**Aim of the task**
Write every entry out again, unchanged.

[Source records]
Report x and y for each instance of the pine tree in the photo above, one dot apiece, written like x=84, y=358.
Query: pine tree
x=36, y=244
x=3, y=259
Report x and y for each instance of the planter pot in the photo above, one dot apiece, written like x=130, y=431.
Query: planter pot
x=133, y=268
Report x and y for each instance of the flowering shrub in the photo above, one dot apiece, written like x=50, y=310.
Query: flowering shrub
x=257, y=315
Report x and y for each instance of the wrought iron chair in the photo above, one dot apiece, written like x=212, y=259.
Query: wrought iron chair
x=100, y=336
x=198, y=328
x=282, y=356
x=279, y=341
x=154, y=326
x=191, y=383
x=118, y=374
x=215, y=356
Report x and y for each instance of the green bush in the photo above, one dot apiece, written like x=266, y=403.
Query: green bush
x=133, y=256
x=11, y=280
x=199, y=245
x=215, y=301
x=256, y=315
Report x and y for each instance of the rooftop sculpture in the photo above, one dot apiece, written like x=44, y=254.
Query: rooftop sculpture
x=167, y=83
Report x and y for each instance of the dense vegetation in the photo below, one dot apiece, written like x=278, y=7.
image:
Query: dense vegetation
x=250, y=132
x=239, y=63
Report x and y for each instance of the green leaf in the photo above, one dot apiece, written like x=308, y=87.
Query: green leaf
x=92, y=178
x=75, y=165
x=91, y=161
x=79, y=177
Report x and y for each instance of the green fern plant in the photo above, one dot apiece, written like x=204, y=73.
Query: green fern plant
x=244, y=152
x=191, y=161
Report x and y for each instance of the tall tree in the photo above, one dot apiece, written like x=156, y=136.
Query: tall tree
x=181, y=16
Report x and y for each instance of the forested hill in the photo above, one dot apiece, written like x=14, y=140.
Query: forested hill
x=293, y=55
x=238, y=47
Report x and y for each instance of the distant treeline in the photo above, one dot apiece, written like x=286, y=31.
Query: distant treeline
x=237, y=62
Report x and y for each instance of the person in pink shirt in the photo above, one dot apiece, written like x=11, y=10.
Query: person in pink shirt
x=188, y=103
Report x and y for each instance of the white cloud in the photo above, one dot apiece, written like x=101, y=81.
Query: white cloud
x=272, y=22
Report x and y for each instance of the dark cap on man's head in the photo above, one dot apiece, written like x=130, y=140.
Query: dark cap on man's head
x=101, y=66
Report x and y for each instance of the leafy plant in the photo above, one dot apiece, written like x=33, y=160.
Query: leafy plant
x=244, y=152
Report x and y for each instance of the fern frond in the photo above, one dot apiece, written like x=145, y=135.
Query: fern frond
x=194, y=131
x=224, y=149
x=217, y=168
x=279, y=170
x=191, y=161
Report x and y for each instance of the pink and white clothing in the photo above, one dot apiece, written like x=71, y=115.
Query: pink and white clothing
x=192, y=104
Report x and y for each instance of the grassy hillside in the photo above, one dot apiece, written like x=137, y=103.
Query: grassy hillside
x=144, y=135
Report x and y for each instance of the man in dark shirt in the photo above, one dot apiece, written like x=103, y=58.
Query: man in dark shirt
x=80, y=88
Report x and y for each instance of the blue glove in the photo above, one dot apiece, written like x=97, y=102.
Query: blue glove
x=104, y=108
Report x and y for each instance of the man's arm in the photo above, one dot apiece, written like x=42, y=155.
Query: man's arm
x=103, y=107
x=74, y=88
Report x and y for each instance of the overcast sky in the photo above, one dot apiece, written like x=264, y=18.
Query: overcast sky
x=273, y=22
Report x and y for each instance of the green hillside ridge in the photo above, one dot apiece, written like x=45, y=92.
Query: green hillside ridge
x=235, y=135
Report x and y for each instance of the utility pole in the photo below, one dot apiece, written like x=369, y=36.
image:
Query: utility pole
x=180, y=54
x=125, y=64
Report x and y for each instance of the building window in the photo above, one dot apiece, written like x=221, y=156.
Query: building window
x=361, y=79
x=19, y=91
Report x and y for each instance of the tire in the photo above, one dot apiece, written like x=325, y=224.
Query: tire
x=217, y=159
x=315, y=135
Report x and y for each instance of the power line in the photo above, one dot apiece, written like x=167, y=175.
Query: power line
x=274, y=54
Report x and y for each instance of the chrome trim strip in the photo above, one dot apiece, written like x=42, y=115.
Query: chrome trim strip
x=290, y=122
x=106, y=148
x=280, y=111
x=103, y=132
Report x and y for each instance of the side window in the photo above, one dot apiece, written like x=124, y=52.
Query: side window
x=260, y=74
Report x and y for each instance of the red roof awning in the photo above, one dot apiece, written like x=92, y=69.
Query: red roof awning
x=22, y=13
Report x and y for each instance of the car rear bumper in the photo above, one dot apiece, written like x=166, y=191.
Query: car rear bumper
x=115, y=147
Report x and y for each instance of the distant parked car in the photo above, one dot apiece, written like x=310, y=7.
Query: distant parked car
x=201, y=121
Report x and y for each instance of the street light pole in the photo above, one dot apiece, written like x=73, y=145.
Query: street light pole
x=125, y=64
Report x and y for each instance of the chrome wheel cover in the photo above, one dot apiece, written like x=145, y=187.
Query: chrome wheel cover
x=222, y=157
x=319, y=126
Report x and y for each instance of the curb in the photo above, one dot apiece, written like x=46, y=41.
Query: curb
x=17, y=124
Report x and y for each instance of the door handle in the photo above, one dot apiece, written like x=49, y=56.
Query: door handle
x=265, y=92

**Reply**
Report x and y for each instance of the pine tree in the photo above, one dot apiece, written like x=84, y=358.
Query: pine tree
x=36, y=244
x=3, y=259
Report x and y for each instance of the planter pot in the photo above, one dot apiece, written like x=130, y=431.
Query: planter pot
x=133, y=268
Report x and y for each instance of the flowering shrub in the photo above, one dot apiece, written like x=50, y=310.
Query: flowering shrub
x=257, y=315
Report x and y for each instance of the wrought iron chair in the photo above, one dot apiece, written like x=212, y=259.
Query: wrought iron chair
x=100, y=336
x=198, y=328
x=282, y=356
x=279, y=341
x=154, y=326
x=191, y=383
x=118, y=374
x=215, y=356
Report x and y for each instance of the green bush in the photo above, one dot apiece, written like x=266, y=403.
Query: green bush
x=133, y=256
x=11, y=280
x=199, y=245
x=215, y=301
x=256, y=315
Report x and y for each instance of the rooftop sculpture in the photo above, one dot apiece, written like x=44, y=254.
Query: rooftop sculpture
x=167, y=83
Report x and y for each instance of the dense vegetation in the photo below, one dot apiece, written like x=278, y=7.
image:
Query: dense vegetation
x=250, y=132
x=239, y=63
Report x and y for each instance of the green leaf in the photo above, one dot apiece, written like x=308, y=87.
Query: green leaf
x=92, y=178
x=75, y=165
x=91, y=161
x=79, y=177
Report x and y for each instance of the green fern plant in the photo above, one dot apiece, written like x=204, y=73.
Query: green fern plant
x=244, y=152
x=191, y=161
Report x and y for each instance of the tall tree in the photo above, one dot apiece, written like x=156, y=136.
Query: tall tree
x=181, y=16
Report x and y for each instance of the forested hill in the photo above, one dot apiece, written like x=14, y=140.
Query: forested hill
x=293, y=55
x=238, y=47
Report x and y for each instance of the distant treeline in the photo above, one dot apiece, written like x=286, y=31.
Query: distant treeline
x=237, y=62
Report x and y for each instance of the person in pink shirt in the photo above, one dot apiece, written like x=11, y=10.
Query: person in pink shirt
x=188, y=103
Report x and y for each instance of the white cloud in the photo above, one dot apiece, written like x=101, y=81.
Query: white cloud
x=272, y=22
Report x and y for each instance of the dark cap on man's head in the photo above, one dot apiece, written like x=130, y=140.
Query: dark cap on man's head
x=101, y=66
Report x and y for each instance of the leafy plant in the photo above, one dot apiece, written like x=33, y=160.
Query: leafy plant
x=244, y=152
Report x and y for each instance of the fern frond in the photo above, one dot apiece, written like x=145, y=135.
Query: fern frond
x=194, y=131
x=224, y=149
x=217, y=168
x=279, y=170
x=191, y=161
Report x and y for each instance of the pink and white clothing in the photo above, one dot apiece, written like x=71, y=115.
Query: pink and white clothing
x=192, y=104
Report x and y for each instance of the grassy hillside in the photo above, one dot apiece, written like x=137, y=103.
Query: grassy hillside
x=144, y=135
Report x and y for each instance of the man in dark shirt in the photo above, one dot apiece, written like x=103, y=58.
Query: man in dark shirt
x=80, y=88
Report x and y for each instance of the blue glove in the photo above, one dot apiece, written like x=97, y=102.
Query: blue glove
x=104, y=108
Report x and y for each instance of the man's arm in the photo above, one dot apiece, written like x=42, y=155.
Query: man's arm
x=103, y=107
x=74, y=88
Report x and y for each instance of the overcast sky in the photo above, one dot apiece, written like x=264, y=18.
Query: overcast sky
x=273, y=22
Report x and y for each instance of the green hillside ridge in the photo above, one dot apiece, written like x=45, y=92.
Query: green hillside ridge
x=235, y=135
Report x and y for each instance of the utility pole in the photo below, one dot apiece, written like x=369, y=36.
image:
Query: utility pole
x=180, y=54
x=125, y=64
Report x and y for each instance of the building window in the photo above, one dot apiece, written like x=221, y=156.
Query: building window
x=361, y=79
x=19, y=91
Report x and y for each instance of the tire in the photo above, one dot apiece, written like x=325, y=224.
Query: tire
x=217, y=159
x=315, y=135
Report x and y for each instance of the power line in the photo above, one dot apiece, written like x=167, y=175.
Query: power line
x=274, y=54
Report x and y for each instance of the chrome trim strip in the photo above, one dot apiece, written like x=42, y=115.
Query: chrome trim strip
x=290, y=122
x=106, y=148
x=280, y=111
x=103, y=132
Report x and y for each instance of the side window in the photo above, one dot apiece, written like x=124, y=52.
Query: side window
x=260, y=74
Report x and y for each instance of the red roof awning in the photo above, one dot apiece, written like x=92, y=69.
Query: red roof awning
x=22, y=13
Report x and y for each instance of the car rear bumper in the photo above, one dot apiece, written like x=166, y=191.
Query: car rear bumper
x=115, y=147
Report x and y for each instance of the distant parked car in the photo above, one dot apiece, written like x=310, y=7.
Query: distant parked car
x=201, y=121
Report x and y for each instance of the street light pole in the photo above, one dot apiece, written like x=73, y=145.
Query: street light pole
x=125, y=64
Report x and y for each instance of the chrome wheel cover in the photo above, one dot apiece, written like x=145, y=187.
Query: chrome wheel cover
x=222, y=157
x=319, y=126
Report x and y for each instance of the curb in the photo above, one dot apiece, written like x=46, y=41.
Query: curb
x=17, y=124
Report x and y for each instance of the door handle in the photo above, one dot apiece, written like x=49, y=56.
Query: door handle
x=265, y=92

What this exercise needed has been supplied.